**ASSIGNED TASK:** Carry on the news article about the Imperial County supervisors' vote on AB 918, starting right after its last paragraph.

**READING PASSAGE:**
%%

By a vote of 3-1, the Imperial County Board of Supervisors voted to send a letter to Governor Gavin Newsom asking him to veto AB 918 which intends to create a single medical district for the valley. County Supervisor Jesus Escobar was the only one that stated his support for the bill.
“This is not about El Centro or Brawley, this is about the quality of care for the people in Imperial County,” Escobar said and mentioned that he will send a letter as District 1 Supervisor to the Governor supporting AB 918.
The Board of Supervisors decided to take this action after the latest round of amendments made before it passed on the State Senate and sent to the Governor’s desk for approval or veto. The Pioneers Memorial Healthcare Board decided to send a letter to the governor asking it to veto.
Supervisors Ryan Kelley, John Hawk, and Luis Plancarte voted to not support AB 918.
“A feasibility study has not been undertaken to ensure that a permanent funding source is identified to even support this healthcare district,” the letter from Pioneers Memorial read. “The new district will require a large infusion of cash to fund working capital, and the current revenue collected by Pioneers Memorial and Heffernan is not sufficient to cover the operating costs of the new healthcare district.”
The California State Legislature passed Assemblymember Eduardo Garcia’s (D-Coachella) AB 918, establishing a united Imperial Valley Healthcare District. After months of stakeholder and community engagement, this vital healthcare protection measure will go to Governor Newsom for signature.
“Our medically underserved area cannot risk the loss of a hospital and disruptions to care. The closure of any hospital will overburden hospitals in surrounding cities and counties, resulting in a devastating cycle of inadequate healthcare across a wide geographical region. Imperial Valley is facing an urgent healthcare crisis; lives are on the line, and we need to act,” said Assemblymember Garcia.
“We dedicated our efforts to engaging local stakeholders and community members throughout this legislative process to ensure AB 918’s language reflects community direction and priorities.”
This legislation was introduced at the behest of Imperial Valley leaders who implored Assemblymember Garcia for aid to the imminent hospital crisis. Assemblymember Garcia engaged with regional stakeholders throughout the legislative process, and all amendments directly reflect this feedback.
“Changes made throughout this process demonstrate our diligent efforts to incorporate feedback on local priorities, ensure equitable representation, and safeguard accessibility to local health services,” shared Assemblymember Garcia. “Our efforts were dedicated to getting this right and securing additional avenues of financial relief and resources.”
Garcia’s office said that recent amendments to include board representation for the different cities and areas in the county resulted from suggestions made by Pioneers Memorial Healthcare District. These changes aim to increase inclusivity and bring underserved areas not currently served by a healthcare district to the table as this new regional system is established.

%%

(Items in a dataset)
%%

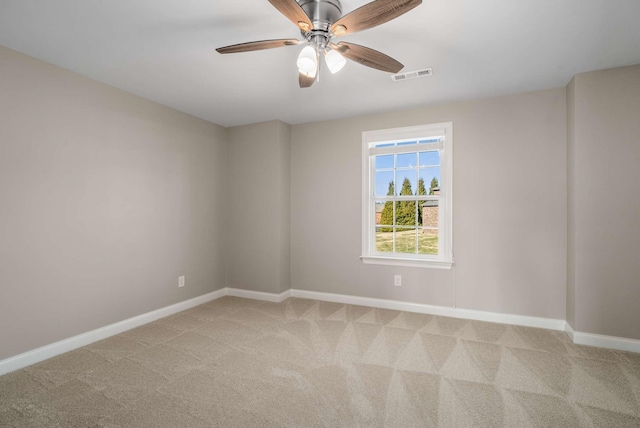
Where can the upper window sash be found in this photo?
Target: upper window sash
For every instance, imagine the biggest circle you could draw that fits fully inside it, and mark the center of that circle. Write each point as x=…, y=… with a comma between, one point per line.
x=423, y=147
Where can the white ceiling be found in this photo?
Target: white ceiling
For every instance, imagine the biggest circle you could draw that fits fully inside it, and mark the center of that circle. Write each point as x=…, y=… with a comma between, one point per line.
x=164, y=50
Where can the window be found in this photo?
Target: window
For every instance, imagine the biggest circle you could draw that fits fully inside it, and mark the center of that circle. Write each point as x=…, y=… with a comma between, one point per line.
x=406, y=196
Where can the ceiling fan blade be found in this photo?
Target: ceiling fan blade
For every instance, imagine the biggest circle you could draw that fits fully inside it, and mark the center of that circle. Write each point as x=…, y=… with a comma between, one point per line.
x=292, y=10
x=372, y=14
x=367, y=56
x=259, y=45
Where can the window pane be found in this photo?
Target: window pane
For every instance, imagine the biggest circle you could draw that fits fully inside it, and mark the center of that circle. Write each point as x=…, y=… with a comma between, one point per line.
x=431, y=140
x=406, y=240
x=384, y=213
x=406, y=214
x=429, y=158
x=407, y=143
x=404, y=160
x=384, y=239
x=407, y=184
x=384, y=183
x=428, y=244
x=428, y=235
x=431, y=178
x=384, y=162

%%

**REPLY:**
In August, Assemblymember Garcia announced his success in securing $28 million each for El Centro Regional Medical Center and Pioneers Memorial Healthcare District in zero-interest loans from the Distressed Hospital Loan Program he helped create. These funds may be used to support the Imperial Valley Healthcare District.
However, Pioneers believes that under this amendment some cities in Imperial County would be taxed unfairly and would receive disproportionate representation on the newly established board.
“Pioneers would like to the community to be involved and have a vote and say on how the healthcare district will be formed and who will represent it,” Pioneers said in a statement.
Garcia responded that the initial start-up costs are minimal to nonexistent. Until both healthcare districts are dissolved, the only potential anticipated start-up costs would be the ones related to ensuring public meetings take place for the community to listen to the findings of the financial feasibility studies and provide public comments. The Imperial Valley Healthcare District board will determine when financial investments are necessary during the transition period. Heffernan Memorial Healthcare District agreed to serve in a temporary clerical role.
Amendments regarding the formation of the new district’s interim board were expanded to enhance equity and representation. This initial, interim board will serve temporarily, allowing time for board elections to be held. The inclusion of additional cities and areas in the county for this interim board resulted from suggestions made by locals throughout the legislative process. These changes aim to increase inclusivity and bring underserved areas not currently served by a healthcare district to the table, as well as tribal communities, as this new regional system is established.